* **Assigned task**: Pick up the review of the book on the global trade in human hair where it stops, continuing after its last paragraph.

* **Supplied passage**:
Wendy Moore
Hair Today, Gone Tomorrow
Entanglement: The Secret Lives of Hair
By Emma Tarlo
Oneworld 407pp £16.99
We are born without any, or with very little. We grow up resisting attempts to wash it, tame it or cut it, but by the time we are adults most of us have developed a certain attachment to our hair. It’s personal. Other people’s hair is another matter. We lovingly stroke the hair of dogs and cats, wear clothing made from the hair of sheep or rabbits, but the sight of a stranger’s hair on our clothes, in the shower or – heaven forbid – in our food provokes disgust.
Hair gives rise to complex emotions. A healthy head of hair can symbolise power, youth and virility; forcibly cutting or shaving someone’s hair can be seen as an act of violation. Hair is the stuff of folklore, fantasy and fetish. In the fairytale, Rapunzel lets down her hair to escape imprisonment; in the biblical story, Delilah cuts Samson’s hair to deprive him of his strength.
There’s no doubt that hair is entwined within our culture, traditions and history. Yet few could begin to guess at the hidden life of hair in the world today. Anthropologist Emma Tarlo has spent three years following the trail of human hair as it winds around the globe as part of a billion-dollar industry that produces not only wigs and hair extensions but also fertilisers, cosmetics, pet foods and even artworks. In Entanglement, she unravels a story that is by turns surprising, unsettling and disturbing but never anything less than absorbing.
The market for human hair goes back a long way. In the 19th century, peasants across Europe sold their own and their children’s hair at markets to eke out slender incomes. At auctions in France, girls were displayed on platforms and their long hair was sold to the highest bidder before being shorn on the spot. In Britain, pedlars visited country fairs to persuade young girls to part with their locks in exchange for trinkets. The harvested hair was then fashioned into wigs and hairpieces to be sold to wealthy customers in shops in Paris, London and New York. Today hair is still predominantly sourced from the poor to provide embellishments for the rich, yet the centre of trade has switched from West to East.
Much of the most highly prized hair today comes from Hindu temples in south India, where men, women and children converge to have their heads shaved as an act of devotion. This ‘temple hair’ is sorted by hand, then sold to raise funds for social and welfare projects; one temple clearing house raises £20 million a year from hair sales.
Most hair from India, along with hair collected in Myanmar and Bangladesh, is sent to huge factories in China, where it is bleached or dyed a spectrum of hues from blonde to brown, is curled, crinkled or relaxed and is then crafted into a dizzying range of wigs or packaged for hair extensions. China is the world’s biggest exporter of wigs and extensions made from both human and synthetic hair. One city, Xuchang, has so many factories devoted to hair processing that it is known as Hair City.

Stored data entries:
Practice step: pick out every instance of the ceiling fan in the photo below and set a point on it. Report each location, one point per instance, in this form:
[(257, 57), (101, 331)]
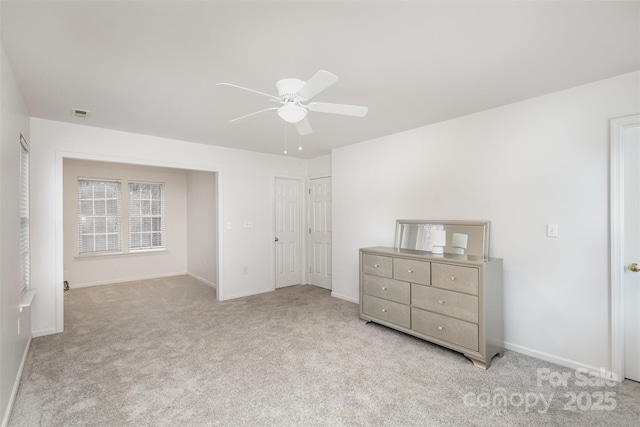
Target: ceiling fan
[(293, 95)]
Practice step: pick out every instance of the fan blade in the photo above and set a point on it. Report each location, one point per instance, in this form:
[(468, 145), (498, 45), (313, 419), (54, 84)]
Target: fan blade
[(271, 97), (304, 127), (316, 84), (252, 114), (348, 110)]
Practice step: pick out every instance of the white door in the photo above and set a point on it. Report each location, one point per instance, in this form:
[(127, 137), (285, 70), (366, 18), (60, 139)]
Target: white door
[(631, 279), (288, 232), (320, 232)]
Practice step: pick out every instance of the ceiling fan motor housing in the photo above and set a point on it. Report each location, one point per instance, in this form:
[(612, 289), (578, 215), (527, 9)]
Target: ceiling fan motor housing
[(288, 88)]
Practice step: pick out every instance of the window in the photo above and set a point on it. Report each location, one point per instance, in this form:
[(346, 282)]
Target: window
[(146, 216), (99, 216), (24, 215)]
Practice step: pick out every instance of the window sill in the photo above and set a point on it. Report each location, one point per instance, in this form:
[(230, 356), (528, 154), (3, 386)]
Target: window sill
[(27, 298), (82, 257)]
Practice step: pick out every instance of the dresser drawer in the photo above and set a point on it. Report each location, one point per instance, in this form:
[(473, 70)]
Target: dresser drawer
[(449, 303), (377, 265), (445, 328), (411, 270), (390, 311), (390, 289), (455, 278)]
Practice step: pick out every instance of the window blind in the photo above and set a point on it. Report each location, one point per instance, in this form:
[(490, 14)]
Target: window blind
[(146, 216), (99, 228), (24, 215)]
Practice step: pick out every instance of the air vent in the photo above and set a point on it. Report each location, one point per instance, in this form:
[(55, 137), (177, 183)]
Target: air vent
[(80, 113)]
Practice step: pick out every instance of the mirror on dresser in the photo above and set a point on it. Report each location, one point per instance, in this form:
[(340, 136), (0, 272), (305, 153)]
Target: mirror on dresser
[(470, 238)]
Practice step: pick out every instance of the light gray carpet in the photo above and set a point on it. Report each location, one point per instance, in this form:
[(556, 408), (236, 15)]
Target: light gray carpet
[(165, 353)]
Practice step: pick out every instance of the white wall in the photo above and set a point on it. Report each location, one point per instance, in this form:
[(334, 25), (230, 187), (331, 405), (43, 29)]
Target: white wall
[(202, 221), (521, 166), (88, 271), (245, 191), (14, 119), (320, 166)]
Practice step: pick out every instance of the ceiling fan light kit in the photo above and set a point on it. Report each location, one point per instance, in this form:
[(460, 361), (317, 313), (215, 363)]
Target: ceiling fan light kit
[(292, 93), (290, 112)]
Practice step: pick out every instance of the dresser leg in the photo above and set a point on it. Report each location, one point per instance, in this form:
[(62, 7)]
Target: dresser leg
[(478, 363)]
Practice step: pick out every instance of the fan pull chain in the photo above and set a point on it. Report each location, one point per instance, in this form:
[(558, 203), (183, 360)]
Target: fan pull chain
[(285, 138)]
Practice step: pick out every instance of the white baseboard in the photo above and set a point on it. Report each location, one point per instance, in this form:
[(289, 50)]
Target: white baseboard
[(247, 294), (344, 297), (600, 371), (16, 384), (43, 332), (125, 280), (205, 281)]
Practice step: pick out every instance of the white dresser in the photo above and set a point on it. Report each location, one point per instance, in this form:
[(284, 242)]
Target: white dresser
[(451, 300)]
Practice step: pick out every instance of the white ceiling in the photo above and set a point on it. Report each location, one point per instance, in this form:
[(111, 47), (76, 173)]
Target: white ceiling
[(151, 67)]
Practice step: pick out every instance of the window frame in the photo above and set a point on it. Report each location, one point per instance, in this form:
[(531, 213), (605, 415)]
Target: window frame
[(149, 223), (24, 214), (119, 249)]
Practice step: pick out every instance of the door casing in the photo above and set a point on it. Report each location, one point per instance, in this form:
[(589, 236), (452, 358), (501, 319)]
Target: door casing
[(617, 261)]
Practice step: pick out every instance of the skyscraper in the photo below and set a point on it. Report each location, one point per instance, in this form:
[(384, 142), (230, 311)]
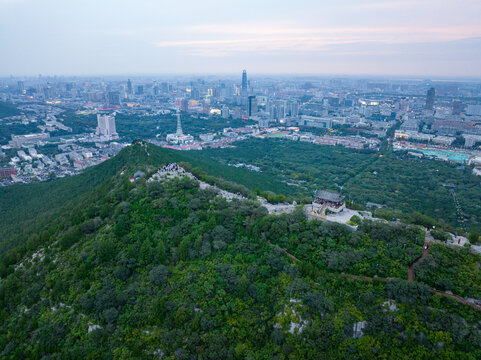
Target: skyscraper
[(244, 83), (106, 127), (252, 105), (113, 98), (430, 99), (129, 87), (179, 131)]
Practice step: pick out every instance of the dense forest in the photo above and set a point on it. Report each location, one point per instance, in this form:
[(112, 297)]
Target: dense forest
[(169, 270), (392, 179)]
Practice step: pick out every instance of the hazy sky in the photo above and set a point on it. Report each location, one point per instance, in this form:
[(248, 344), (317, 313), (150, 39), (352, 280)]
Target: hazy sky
[(381, 37)]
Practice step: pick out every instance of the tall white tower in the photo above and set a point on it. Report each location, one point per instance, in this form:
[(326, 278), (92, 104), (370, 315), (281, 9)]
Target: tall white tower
[(106, 127), (179, 131)]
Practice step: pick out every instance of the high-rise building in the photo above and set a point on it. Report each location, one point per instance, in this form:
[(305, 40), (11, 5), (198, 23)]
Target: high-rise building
[(244, 83), (430, 99), (458, 107), (106, 127), (225, 112), (184, 104), (113, 98), (179, 137), (179, 131), (251, 105)]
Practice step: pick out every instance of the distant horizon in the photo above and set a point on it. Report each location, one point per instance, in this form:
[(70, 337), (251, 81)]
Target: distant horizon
[(409, 38), (238, 74)]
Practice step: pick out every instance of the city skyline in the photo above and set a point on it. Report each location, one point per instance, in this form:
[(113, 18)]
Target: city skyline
[(378, 38)]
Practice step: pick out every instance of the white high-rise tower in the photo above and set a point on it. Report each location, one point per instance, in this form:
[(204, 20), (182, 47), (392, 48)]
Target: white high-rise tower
[(179, 125), (106, 127)]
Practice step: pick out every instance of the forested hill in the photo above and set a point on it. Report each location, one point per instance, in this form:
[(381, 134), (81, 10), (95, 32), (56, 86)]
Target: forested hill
[(166, 269), (30, 208)]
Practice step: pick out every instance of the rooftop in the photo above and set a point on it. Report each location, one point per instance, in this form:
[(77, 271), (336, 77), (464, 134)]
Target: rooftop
[(329, 196)]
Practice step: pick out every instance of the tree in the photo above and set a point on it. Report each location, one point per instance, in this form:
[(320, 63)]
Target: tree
[(159, 275), (473, 238)]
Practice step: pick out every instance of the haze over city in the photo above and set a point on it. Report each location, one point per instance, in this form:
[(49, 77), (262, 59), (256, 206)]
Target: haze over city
[(424, 38)]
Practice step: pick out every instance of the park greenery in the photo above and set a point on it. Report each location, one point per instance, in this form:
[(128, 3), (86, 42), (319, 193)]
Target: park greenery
[(404, 186), (135, 270)]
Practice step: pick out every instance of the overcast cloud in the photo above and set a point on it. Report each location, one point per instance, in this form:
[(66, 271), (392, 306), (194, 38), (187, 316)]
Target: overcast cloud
[(85, 37)]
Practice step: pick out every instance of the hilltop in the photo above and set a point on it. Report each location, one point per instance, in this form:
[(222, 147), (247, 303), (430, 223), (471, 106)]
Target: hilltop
[(165, 266)]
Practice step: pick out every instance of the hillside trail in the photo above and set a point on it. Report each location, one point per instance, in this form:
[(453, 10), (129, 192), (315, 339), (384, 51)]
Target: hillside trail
[(411, 274)]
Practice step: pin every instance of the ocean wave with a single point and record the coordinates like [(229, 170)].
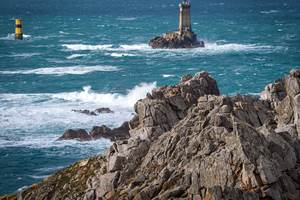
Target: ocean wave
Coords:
[(168, 75), (118, 55), (11, 36), (22, 55), (41, 112), (210, 48), (50, 140), (126, 18), (73, 56), (109, 99), (269, 11), (85, 47), (75, 70)]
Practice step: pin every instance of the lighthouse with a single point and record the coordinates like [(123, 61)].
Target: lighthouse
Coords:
[(185, 17), (184, 37)]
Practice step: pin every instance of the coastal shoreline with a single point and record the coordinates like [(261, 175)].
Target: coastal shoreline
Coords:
[(187, 141)]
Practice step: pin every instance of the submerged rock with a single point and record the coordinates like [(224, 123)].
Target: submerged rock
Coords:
[(115, 134), (187, 142), (175, 40), (97, 132)]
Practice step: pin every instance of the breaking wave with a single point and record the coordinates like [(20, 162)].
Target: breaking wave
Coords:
[(210, 48), (84, 47), (42, 112), (75, 70)]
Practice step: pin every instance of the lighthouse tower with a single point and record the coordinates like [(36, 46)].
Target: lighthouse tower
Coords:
[(185, 17)]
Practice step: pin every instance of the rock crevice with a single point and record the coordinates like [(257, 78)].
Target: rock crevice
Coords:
[(188, 142)]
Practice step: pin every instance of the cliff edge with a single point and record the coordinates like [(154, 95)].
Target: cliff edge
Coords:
[(188, 142)]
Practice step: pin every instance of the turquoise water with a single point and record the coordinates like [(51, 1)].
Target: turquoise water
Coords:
[(86, 54)]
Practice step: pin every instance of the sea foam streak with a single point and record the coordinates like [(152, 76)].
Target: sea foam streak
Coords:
[(36, 114), (110, 99), (209, 49), (39, 113), (75, 70), (84, 47)]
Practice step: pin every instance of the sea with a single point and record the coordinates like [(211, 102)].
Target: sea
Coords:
[(87, 54)]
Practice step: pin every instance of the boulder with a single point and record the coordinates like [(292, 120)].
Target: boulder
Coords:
[(77, 134), (175, 40), (188, 142), (100, 132)]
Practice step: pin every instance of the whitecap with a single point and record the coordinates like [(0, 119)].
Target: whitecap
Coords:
[(11, 36), (108, 99), (85, 47), (122, 55), (73, 56), (75, 70), (63, 33), (126, 18), (44, 116), (269, 11), (168, 75), (134, 47)]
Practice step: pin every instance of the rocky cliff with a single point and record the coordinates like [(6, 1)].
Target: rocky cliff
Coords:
[(188, 142)]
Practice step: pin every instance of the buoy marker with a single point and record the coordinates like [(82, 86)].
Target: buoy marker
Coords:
[(19, 32)]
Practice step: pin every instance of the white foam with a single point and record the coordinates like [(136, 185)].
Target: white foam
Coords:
[(75, 70), (64, 33), (134, 47), (126, 18), (22, 55), (168, 75), (108, 99), (211, 48), (11, 36), (73, 56), (85, 47), (269, 11), (43, 117), (118, 55)]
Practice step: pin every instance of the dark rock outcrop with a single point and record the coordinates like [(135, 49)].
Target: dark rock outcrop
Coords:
[(175, 40), (97, 132), (75, 134), (115, 134), (187, 142)]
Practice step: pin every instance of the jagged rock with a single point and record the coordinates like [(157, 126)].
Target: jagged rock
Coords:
[(175, 40), (95, 112), (100, 132), (284, 95), (78, 134), (187, 142), (97, 132)]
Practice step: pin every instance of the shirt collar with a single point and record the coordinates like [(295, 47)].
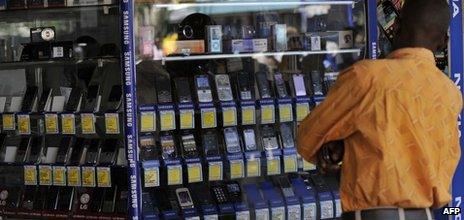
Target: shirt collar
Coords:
[(414, 53)]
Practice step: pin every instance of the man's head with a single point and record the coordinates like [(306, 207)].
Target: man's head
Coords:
[(423, 23)]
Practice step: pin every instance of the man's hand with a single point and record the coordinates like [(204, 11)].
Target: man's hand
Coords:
[(329, 157)]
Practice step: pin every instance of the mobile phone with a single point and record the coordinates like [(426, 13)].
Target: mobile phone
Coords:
[(183, 90), (386, 15), (280, 85), (269, 138), (250, 139), (30, 99), (203, 88), (163, 88), (246, 86), (299, 85), (92, 151), (210, 143), (223, 87), (184, 198), (114, 99), (232, 140), (109, 151), (74, 99), (263, 85), (286, 133), (189, 145), (168, 146), (91, 98)]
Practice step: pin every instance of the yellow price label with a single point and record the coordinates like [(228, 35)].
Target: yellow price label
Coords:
[(74, 176), (24, 124), (45, 175), (151, 177), (273, 167), (88, 176), (267, 114), (59, 176), (104, 176), (285, 113), (208, 118), (68, 124), (8, 122), (302, 110), (88, 123), (229, 116), (253, 168), (215, 171), (307, 166), (290, 164), (186, 119), (174, 175), (248, 115), (51, 123), (30, 175), (236, 169), (112, 123), (195, 173), (148, 121), (168, 120)]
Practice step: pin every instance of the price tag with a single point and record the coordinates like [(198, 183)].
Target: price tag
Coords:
[(229, 116), (285, 113), (104, 176), (307, 166), (45, 175), (88, 123), (8, 122), (88, 176), (290, 164), (148, 121), (112, 123), (30, 175), (302, 110), (74, 176), (68, 124), (273, 166), (187, 119), (51, 123), (236, 169), (59, 176), (267, 114), (253, 168), (151, 177), (168, 120), (24, 124), (248, 115), (195, 173), (215, 171), (208, 118), (175, 175)]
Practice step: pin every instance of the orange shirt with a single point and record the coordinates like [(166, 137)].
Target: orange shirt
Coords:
[(398, 119)]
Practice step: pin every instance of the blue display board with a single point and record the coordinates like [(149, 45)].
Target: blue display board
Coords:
[(456, 72), (130, 106)]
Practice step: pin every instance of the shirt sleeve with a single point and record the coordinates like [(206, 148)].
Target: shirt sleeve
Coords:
[(334, 119)]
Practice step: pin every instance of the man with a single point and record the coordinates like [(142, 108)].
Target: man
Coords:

* **Answer to the exercise**:
Most wigs and hair goods are exported to America, Europe and Africa. A curly blonde wig on sale in London or New York may well have started life as straight black hair clipped in India. But demand for wigs and hairpieces is so great that supplies are supplemented by waste hair salvaged from combings in south and southeast Asia. Balls of discarded hair are collected by pedlars going from door to door by bicycle or boat in Myanmar, Bangladesh and India and then laboriously disentangled, sorted into lengths and packaged by villagers paid about £1 a day. A single wig may, therefore, contain hair collected from hundreds of heads.
Unpicking all this, Tarlo travels the globe to meet the pilgrims, barbers, peasants, factory workers and entrepreneurs involved in the making of wigs and hairpieces, as well as the traders and customers who make the commodity such big business. In this lucrative and unregulated market, exploitation, corruption and crime are rife. Hair sold as ‘Russian blonde’ may well be bleached Indian hair packaged in China, while products labelled ‘100% human hair’ often contain animal or synthetic fibres. And despite the interlocking trade connections, cultural differences can sometimes come to the fore. When the US banned the import of ‘communist hair’ from China in 1966, production switched wholesale to Hong Kong; in 2004 many New York wig suppliers went bust when a prominent Jerusalem rabbi declared a ban on Indian ‘temple hair’.
Although it may seem an unsavoury, even seedy industry, Tarlo makes no moral judgements. Approaching the subject with cultural sensitivity and scientific curiosity, she talks to Orthodox Jewish women in Golders Green salons who pay large sums to cover their own hair with wigs (sheitels) made from other people’s hair, as well as to women who have lost hair as a result of cancer or alopecia. Visiting hair fairs in America and salons in Senegal, she explores the debate among black women who spend fortunes straightening, braiding and supplementing their own hair in the face of opponents who champion the ‘natural hair’ movement.
Rather than taking a strict chronological or geographical route, the book meanders from one country to another, weaving in history, politics and science in an interlocking, mesmerising narrative that seems wholly appropriate to the subject.